REQUIREMENTS —
Exactly reproduce the line containing "Could you point to the yellow" together with every line after it, through the end of the entries, and give nothing more.

DATA ROWS —
---

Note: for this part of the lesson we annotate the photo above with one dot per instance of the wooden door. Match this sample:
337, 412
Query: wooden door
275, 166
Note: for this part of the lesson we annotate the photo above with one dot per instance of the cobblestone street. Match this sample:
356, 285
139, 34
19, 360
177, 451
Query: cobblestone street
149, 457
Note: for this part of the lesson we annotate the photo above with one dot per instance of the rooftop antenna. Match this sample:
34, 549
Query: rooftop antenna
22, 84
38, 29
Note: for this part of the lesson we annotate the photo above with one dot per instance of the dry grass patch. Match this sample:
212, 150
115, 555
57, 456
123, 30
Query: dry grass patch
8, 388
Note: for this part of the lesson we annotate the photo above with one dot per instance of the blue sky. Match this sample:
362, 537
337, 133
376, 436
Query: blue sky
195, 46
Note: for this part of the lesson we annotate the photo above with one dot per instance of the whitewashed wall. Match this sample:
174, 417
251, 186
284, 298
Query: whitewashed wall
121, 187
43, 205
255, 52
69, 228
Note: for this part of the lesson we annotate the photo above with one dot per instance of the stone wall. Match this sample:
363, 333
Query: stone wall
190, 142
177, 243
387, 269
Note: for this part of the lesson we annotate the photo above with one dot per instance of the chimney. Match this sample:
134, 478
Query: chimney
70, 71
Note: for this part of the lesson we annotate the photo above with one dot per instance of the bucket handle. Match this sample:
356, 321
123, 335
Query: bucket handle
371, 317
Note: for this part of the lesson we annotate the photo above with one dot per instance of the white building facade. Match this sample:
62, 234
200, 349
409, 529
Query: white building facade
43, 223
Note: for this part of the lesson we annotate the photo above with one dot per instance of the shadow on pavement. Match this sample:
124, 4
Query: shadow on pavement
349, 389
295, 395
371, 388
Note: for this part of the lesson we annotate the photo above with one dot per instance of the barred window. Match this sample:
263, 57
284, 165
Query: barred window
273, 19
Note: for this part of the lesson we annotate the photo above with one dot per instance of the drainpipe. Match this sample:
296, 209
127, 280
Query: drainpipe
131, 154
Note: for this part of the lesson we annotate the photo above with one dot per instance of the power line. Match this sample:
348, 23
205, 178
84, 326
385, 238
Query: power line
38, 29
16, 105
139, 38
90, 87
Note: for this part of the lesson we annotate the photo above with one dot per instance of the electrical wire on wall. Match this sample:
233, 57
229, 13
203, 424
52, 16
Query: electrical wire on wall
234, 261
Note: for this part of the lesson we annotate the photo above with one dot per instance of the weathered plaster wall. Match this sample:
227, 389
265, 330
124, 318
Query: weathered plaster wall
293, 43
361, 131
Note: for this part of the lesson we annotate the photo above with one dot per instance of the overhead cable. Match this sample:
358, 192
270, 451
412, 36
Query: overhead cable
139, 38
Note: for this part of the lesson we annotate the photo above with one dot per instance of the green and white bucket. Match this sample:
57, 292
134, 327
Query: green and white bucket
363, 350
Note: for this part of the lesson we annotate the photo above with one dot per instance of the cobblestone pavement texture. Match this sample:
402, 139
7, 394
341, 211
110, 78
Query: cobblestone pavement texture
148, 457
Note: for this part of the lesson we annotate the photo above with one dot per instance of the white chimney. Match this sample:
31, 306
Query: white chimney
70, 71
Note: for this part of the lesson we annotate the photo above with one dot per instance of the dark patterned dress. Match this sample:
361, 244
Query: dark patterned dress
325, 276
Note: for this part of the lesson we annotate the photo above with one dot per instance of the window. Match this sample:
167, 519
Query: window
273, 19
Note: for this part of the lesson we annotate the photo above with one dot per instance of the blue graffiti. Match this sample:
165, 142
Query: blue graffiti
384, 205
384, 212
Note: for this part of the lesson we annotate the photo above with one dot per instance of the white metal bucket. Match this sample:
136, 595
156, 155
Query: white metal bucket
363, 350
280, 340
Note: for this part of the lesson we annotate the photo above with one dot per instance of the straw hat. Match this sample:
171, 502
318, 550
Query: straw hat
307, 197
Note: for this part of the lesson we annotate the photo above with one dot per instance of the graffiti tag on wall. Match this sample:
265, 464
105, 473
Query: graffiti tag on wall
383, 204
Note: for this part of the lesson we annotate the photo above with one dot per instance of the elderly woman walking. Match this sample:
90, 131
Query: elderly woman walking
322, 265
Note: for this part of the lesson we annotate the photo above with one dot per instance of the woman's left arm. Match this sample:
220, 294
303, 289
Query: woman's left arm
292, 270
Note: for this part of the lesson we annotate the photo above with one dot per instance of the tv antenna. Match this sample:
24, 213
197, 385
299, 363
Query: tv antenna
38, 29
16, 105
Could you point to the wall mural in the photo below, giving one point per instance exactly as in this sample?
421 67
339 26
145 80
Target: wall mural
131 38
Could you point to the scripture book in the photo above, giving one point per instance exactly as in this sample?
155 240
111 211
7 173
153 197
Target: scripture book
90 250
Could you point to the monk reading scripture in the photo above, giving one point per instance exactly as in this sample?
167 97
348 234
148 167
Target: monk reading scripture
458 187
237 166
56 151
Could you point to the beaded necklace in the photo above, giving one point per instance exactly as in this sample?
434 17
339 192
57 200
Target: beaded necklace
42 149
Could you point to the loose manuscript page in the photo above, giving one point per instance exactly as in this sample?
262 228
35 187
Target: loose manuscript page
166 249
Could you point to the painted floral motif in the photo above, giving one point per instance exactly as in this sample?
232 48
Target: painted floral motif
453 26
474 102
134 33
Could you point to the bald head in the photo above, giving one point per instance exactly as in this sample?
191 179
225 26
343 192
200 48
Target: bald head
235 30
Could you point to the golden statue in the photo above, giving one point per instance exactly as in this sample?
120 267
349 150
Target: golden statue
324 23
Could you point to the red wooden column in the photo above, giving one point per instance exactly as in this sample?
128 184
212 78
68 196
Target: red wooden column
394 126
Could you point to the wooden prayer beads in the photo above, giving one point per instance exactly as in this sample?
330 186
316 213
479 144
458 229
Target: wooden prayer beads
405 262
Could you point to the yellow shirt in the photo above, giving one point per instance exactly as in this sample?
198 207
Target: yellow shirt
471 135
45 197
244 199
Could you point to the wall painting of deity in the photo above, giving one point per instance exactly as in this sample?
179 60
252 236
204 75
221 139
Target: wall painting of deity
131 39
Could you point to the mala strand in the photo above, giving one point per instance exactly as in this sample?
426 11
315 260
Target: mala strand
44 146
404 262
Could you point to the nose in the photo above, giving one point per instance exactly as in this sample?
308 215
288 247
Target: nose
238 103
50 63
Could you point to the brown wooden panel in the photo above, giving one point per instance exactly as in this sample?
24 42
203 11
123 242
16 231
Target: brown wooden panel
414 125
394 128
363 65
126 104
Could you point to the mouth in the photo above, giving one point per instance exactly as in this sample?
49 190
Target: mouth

---

WORKED ANSWER —
Could you point to the yellow shirt in the photo above, giving one point per instance exactly as in this sample?
198 207
Target: yellow shirt
471 135
45 197
244 199
Could you point to the wall painting of deity in the photo above, giving one point per instance exactly as in this sample?
179 60
252 236
204 75
221 139
Target: wall painting of deity
131 39
Could you point to the mala strand in the photo above, giving one point per instance exactly as in this sample?
426 11
315 260
Target: mala strand
44 146
404 262
Could you point to the nose in the photo above, giving one point per instance exactly as in this sample?
308 215
288 247
Target: nose
238 103
50 63
Could you point to the brown wooden panel in the photo above, giving one point per instance exactly as in this sample?
24 42
203 11
123 242
16 231
Target: brown wooden panel
414 125
394 128
363 65
126 104
Could you point to the mouth in the photo above, giving one point per instance exactly as in this sample?
49 190
Target: mouth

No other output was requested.